## [Extracted entries]
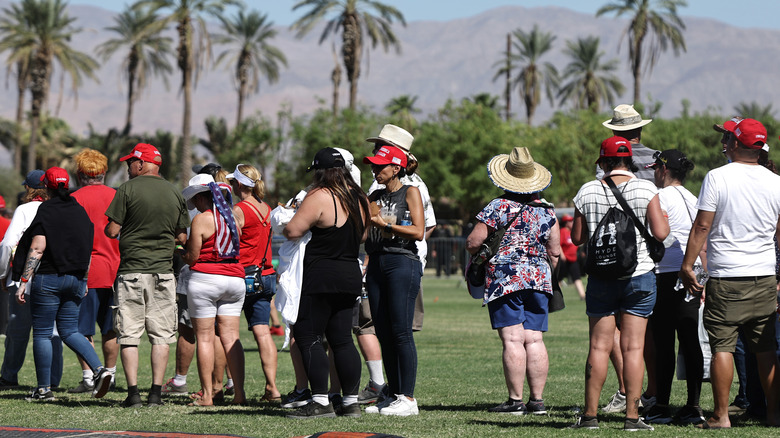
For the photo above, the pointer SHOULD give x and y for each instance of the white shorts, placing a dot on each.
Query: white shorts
(209, 295)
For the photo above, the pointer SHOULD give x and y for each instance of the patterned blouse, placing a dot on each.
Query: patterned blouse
(521, 261)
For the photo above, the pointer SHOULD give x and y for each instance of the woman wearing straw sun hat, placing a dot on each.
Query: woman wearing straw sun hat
(518, 282)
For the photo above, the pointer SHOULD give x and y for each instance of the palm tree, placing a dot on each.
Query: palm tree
(355, 24)
(251, 53)
(14, 19)
(402, 108)
(590, 81)
(139, 32)
(192, 52)
(532, 76)
(653, 19)
(39, 36)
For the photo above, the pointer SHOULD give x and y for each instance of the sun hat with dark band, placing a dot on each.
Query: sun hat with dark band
(518, 173)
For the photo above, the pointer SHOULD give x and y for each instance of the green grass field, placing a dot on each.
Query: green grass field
(459, 377)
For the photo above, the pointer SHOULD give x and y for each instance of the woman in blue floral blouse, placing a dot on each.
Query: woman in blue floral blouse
(518, 283)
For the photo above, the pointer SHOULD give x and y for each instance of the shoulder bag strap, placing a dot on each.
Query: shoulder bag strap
(628, 210)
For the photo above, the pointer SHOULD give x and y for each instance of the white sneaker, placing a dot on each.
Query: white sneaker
(617, 404)
(382, 403)
(401, 407)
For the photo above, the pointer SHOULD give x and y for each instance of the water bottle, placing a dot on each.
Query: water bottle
(407, 220)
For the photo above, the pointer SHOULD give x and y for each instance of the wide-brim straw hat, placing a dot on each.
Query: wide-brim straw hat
(518, 173)
(625, 118)
(395, 136)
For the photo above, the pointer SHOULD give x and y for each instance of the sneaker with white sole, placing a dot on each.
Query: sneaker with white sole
(383, 403)
(403, 406)
(617, 404)
(296, 399)
(101, 383)
(82, 388)
(372, 393)
(171, 388)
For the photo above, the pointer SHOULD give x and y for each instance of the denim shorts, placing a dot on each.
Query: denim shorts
(527, 307)
(257, 307)
(635, 296)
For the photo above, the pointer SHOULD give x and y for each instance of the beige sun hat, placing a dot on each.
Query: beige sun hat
(625, 118)
(518, 173)
(395, 136)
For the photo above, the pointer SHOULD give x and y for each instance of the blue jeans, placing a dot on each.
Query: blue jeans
(393, 281)
(57, 297)
(17, 337)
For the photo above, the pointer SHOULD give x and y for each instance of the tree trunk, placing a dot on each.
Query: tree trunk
(351, 50)
(508, 91)
(21, 88)
(186, 66)
(335, 77)
(132, 70)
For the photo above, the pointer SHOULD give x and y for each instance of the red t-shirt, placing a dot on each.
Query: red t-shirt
(567, 247)
(254, 237)
(209, 263)
(105, 252)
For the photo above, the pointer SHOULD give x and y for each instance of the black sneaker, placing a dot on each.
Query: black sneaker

## [Brief]
Please reproduce the entries above exactly, from their first line to the line holding "tree, placing a dot on each." inclusive, and nothing else; the pictures stay out.

## [Written response]
For the photo above, the pointer SHOULD give x and y for each instance of the white shorts, placing a dot on each.
Query: white shorts
(209, 295)
For the photo above, the pointer SHOULD give x and y for each instance of the patterned blouse, placing a dot on each.
Query: patterned blouse
(521, 261)
For the photo above, the pointer SHOULD give x and y for each instance of the woman wearing straw sun hat, placing a dot on each.
Query: woman wearing straw sun hat
(518, 282)
For the photo above, the pointer SHOULD give x and y for each instance of the palm tree, placing a dot on each.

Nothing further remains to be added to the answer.